▶ _Instructions to follow_
Everything from the line that contains "the orange sunset" through the last line of the listing must be copied exactly, with both of those lines included and no others.

▶ _Recorded information_
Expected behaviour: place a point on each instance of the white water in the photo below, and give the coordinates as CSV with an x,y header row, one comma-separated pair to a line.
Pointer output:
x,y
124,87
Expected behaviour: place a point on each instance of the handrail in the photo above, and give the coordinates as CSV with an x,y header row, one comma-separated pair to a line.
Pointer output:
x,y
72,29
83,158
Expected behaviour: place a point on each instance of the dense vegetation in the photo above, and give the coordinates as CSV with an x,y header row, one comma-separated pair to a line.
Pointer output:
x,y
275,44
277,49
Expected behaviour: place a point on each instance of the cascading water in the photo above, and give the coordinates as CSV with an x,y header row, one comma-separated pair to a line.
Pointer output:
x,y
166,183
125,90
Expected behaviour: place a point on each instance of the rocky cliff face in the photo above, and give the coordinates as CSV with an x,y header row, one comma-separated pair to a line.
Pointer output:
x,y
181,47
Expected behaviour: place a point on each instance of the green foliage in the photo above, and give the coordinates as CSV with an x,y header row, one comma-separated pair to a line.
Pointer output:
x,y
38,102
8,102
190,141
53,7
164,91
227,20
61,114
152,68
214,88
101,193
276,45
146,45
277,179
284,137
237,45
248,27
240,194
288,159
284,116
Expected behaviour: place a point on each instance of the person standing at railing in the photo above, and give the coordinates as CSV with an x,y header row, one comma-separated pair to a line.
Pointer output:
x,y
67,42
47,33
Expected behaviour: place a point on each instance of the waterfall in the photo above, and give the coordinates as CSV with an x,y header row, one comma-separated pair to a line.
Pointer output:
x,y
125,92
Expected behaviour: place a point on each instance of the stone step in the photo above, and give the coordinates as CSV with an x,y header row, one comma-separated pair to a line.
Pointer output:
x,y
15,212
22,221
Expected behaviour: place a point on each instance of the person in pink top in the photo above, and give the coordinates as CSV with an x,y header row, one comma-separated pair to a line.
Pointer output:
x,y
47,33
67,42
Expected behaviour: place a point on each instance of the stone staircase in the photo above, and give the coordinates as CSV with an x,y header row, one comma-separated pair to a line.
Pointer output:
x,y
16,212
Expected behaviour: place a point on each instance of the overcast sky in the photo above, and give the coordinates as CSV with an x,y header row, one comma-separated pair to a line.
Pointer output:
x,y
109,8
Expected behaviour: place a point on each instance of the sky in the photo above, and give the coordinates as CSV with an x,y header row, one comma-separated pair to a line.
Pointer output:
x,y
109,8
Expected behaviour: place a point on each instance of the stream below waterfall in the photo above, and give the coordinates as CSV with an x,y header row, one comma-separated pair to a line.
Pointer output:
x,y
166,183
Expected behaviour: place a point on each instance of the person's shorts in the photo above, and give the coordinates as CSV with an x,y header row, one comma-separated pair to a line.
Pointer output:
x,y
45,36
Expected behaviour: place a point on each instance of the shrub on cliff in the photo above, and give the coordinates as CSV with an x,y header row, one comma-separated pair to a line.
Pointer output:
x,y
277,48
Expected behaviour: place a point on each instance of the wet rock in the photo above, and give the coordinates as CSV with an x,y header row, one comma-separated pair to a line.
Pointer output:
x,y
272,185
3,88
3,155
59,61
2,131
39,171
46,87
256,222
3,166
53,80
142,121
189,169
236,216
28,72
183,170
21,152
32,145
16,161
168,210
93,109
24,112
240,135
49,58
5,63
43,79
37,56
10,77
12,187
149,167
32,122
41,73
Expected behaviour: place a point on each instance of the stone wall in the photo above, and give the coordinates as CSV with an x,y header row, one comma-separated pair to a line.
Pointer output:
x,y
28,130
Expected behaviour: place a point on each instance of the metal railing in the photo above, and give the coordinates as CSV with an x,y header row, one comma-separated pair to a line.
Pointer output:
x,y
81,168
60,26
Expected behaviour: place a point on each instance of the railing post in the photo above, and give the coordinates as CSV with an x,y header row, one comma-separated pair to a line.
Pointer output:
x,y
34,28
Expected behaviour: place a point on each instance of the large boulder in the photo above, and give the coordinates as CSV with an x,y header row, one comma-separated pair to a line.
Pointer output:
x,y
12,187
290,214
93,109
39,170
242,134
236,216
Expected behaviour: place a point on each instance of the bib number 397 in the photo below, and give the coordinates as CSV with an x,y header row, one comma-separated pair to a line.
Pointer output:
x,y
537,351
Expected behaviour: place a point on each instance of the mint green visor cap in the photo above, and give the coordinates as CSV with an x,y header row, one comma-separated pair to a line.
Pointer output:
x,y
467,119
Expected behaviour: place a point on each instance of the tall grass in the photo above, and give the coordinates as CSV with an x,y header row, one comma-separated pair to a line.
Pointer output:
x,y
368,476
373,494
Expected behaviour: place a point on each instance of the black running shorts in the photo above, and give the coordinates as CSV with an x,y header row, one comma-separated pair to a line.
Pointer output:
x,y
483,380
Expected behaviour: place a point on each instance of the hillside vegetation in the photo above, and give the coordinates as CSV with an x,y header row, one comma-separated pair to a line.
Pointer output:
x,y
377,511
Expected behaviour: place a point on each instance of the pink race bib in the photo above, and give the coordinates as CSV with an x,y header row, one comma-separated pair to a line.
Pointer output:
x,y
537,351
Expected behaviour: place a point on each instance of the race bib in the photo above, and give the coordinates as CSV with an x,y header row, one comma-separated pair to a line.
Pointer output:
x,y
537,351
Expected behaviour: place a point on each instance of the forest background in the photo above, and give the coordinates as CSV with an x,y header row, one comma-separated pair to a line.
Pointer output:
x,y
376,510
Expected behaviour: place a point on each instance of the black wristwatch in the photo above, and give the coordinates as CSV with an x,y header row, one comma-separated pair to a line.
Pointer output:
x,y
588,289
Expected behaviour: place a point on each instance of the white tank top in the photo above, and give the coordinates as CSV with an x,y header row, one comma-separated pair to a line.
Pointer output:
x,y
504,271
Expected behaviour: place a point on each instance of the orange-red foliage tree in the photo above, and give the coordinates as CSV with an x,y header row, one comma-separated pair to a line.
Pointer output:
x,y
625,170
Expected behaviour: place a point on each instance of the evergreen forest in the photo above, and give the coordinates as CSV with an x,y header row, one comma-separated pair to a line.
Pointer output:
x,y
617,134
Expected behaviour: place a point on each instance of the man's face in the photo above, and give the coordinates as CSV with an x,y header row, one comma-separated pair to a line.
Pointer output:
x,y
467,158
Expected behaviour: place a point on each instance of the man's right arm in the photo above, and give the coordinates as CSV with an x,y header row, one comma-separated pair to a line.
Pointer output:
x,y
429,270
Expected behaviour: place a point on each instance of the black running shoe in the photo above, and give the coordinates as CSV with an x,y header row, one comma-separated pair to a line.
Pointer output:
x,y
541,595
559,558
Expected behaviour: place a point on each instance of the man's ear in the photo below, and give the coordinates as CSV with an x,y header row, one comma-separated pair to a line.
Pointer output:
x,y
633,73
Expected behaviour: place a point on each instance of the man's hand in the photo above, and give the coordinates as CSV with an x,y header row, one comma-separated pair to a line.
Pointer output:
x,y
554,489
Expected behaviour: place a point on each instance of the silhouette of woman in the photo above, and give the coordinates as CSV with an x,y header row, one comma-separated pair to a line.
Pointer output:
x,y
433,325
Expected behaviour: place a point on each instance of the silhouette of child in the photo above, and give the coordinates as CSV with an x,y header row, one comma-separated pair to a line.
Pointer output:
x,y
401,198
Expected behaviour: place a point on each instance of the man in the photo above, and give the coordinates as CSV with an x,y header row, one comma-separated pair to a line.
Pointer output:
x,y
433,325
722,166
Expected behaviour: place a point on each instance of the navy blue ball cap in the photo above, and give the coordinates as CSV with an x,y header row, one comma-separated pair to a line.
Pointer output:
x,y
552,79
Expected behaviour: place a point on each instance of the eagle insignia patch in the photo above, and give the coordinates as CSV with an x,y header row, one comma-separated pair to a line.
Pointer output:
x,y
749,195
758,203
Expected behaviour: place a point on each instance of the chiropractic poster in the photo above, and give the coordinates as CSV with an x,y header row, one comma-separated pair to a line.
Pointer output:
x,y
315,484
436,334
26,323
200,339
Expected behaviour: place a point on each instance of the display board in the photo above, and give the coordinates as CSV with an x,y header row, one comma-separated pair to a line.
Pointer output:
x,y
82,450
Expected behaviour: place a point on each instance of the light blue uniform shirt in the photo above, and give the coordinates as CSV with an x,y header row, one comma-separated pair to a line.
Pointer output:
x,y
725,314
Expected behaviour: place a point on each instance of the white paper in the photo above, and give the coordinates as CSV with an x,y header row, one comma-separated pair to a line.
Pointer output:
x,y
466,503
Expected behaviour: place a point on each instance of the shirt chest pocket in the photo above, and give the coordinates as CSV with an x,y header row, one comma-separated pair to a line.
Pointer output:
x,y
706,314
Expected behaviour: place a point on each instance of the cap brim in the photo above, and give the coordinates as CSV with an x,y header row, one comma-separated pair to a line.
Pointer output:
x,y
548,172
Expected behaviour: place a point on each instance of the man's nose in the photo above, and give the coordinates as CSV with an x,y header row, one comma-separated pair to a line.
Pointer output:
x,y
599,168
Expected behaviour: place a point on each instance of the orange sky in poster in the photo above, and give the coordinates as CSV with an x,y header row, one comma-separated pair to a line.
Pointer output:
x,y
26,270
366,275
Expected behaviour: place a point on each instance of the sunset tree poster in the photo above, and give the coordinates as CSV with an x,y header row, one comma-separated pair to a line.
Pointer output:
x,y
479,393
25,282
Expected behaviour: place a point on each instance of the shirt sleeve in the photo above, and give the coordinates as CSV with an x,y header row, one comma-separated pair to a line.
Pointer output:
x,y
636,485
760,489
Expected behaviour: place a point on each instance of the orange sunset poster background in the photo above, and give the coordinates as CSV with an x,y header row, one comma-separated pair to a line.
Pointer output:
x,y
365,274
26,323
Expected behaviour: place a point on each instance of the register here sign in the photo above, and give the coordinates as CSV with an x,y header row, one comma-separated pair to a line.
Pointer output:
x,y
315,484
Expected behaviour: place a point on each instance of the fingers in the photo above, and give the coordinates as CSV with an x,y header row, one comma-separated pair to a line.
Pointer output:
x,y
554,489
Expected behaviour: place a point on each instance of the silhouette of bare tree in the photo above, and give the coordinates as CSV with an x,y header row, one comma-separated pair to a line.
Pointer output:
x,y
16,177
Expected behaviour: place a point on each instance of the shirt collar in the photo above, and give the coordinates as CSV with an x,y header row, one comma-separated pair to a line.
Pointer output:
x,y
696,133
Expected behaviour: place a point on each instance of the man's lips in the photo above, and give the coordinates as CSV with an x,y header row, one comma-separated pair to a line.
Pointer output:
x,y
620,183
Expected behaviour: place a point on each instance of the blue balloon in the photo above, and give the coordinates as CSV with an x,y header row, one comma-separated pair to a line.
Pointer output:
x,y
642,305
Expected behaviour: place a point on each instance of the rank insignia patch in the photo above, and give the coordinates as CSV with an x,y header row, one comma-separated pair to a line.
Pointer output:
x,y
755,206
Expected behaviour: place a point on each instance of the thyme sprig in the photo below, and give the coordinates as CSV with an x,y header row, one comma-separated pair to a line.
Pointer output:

▶ _Response to the exercise_
Expected behaviour: place a point on each instance of the orange sunset poster background in the photo above, and give the coordinates as CSV with an x,y header row, one comma-separated pair to a line.
Pointer output:
x,y
365,274
26,323
Expected behaviour: place a point on each instance of the register here sign in the photo above, and give the coordinates as CSV with an x,y header row, one comma-separated pair to a line.
Pointer output:
x,y
315,484
Expected behaviour: place a point on each instance of the fingers in the photo above, and give the coordinates as CSV with an x,y header row, one comma-separated pair to a line.
Pointer output:
x,y
554,489
Expected behaviour: place a point on each instance of the silhouette of bare tree in the photo above, and give the coordinates as CSV with an x,y header row, one comma-separated pair to a line.
Pointer output:
x,y
16,177
Expected behaviour: place a point on each instance of the shirt collar in the photo above, and give the coordinates as CSV with an x,y header row, one comma-separated pair to a line.
Pointer output:
x,y
696,133
Expected behaviour: place a point on each instance of the man's lips in the photo above, and give the coordinates as CSV with an x,y header row, one comma-separated pair to a line.
Pointer output:
x,y
620,183
Expected behaviour: place a point on each instance of the blue balloon in the photo above, and give the coordinates as CSV with an x,y header row, one comma-separated pair to a line.
Pointer output:
x,y
642,305
Expected behaviour: place a point on each instance of the rank insignia patch in the photo above, and give the coordinates as CSV with an x,y header row, one comma-separated pair to a line.
Pointer output:
x,y
755,206
Expected behaviour: place a point on each instance of the thyme sprig in the photo below, and give the coordinates as CSV with an x,y header row, one comma-separated pair to a line.
Pointer output:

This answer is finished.